* _Pointing data excerpts_:
********************
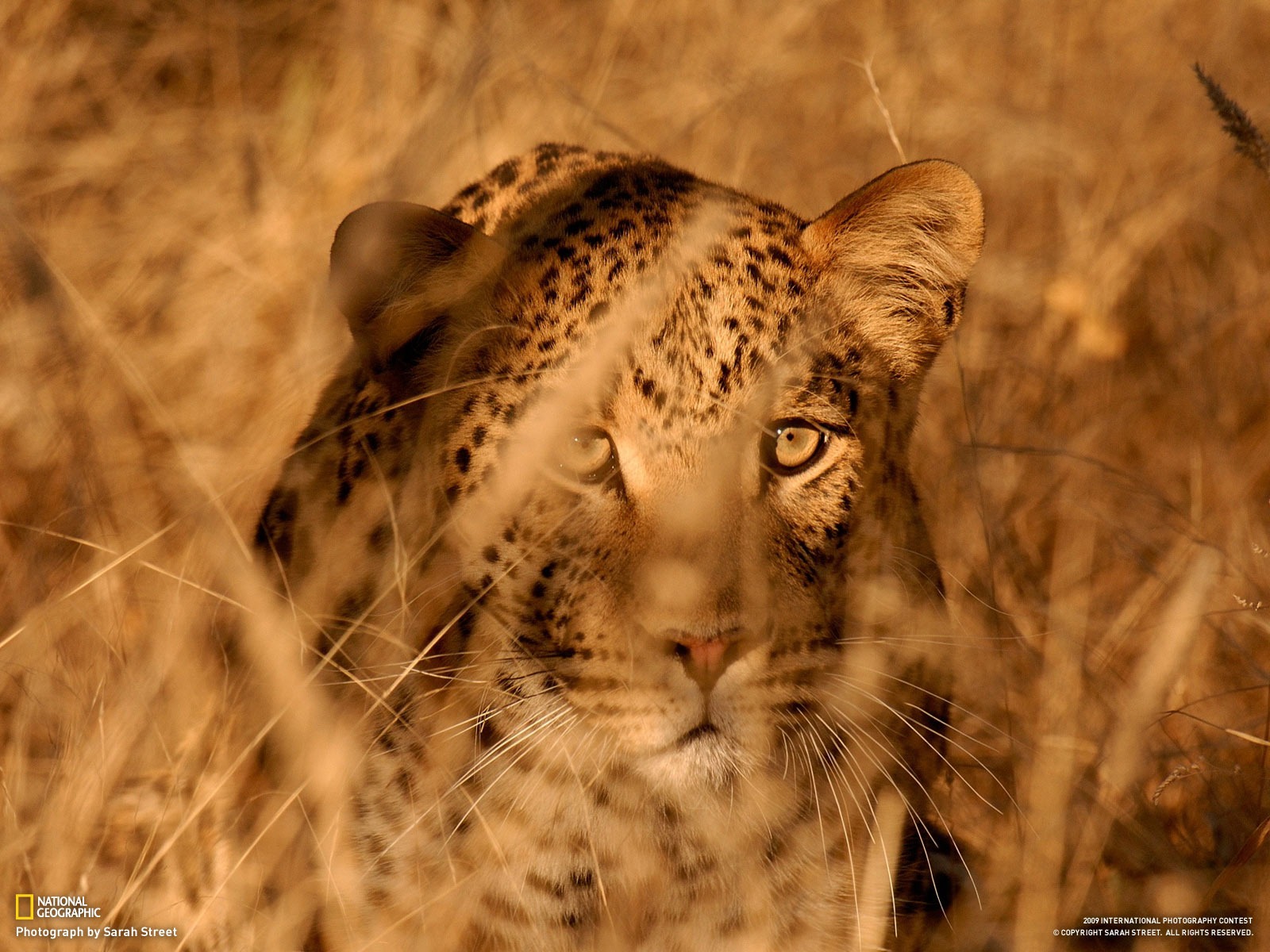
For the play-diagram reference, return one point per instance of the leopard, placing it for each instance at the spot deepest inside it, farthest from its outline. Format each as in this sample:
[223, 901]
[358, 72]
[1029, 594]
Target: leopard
[607, 526]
********************
Substitute "jaguar" for every "leopard" in the lines above, keeping everything else unchanged, and omit the picture from your answer.

* _Result of this task_:
For the play-diagram reference, return one point per instance of the jaguar, placing it for each instance at the spot deepest inside it, farthest from its outline. Format each as in this sample:
[223, 901]
[358, 72]
[1029, 594]
Target: jaguar
[607, 526]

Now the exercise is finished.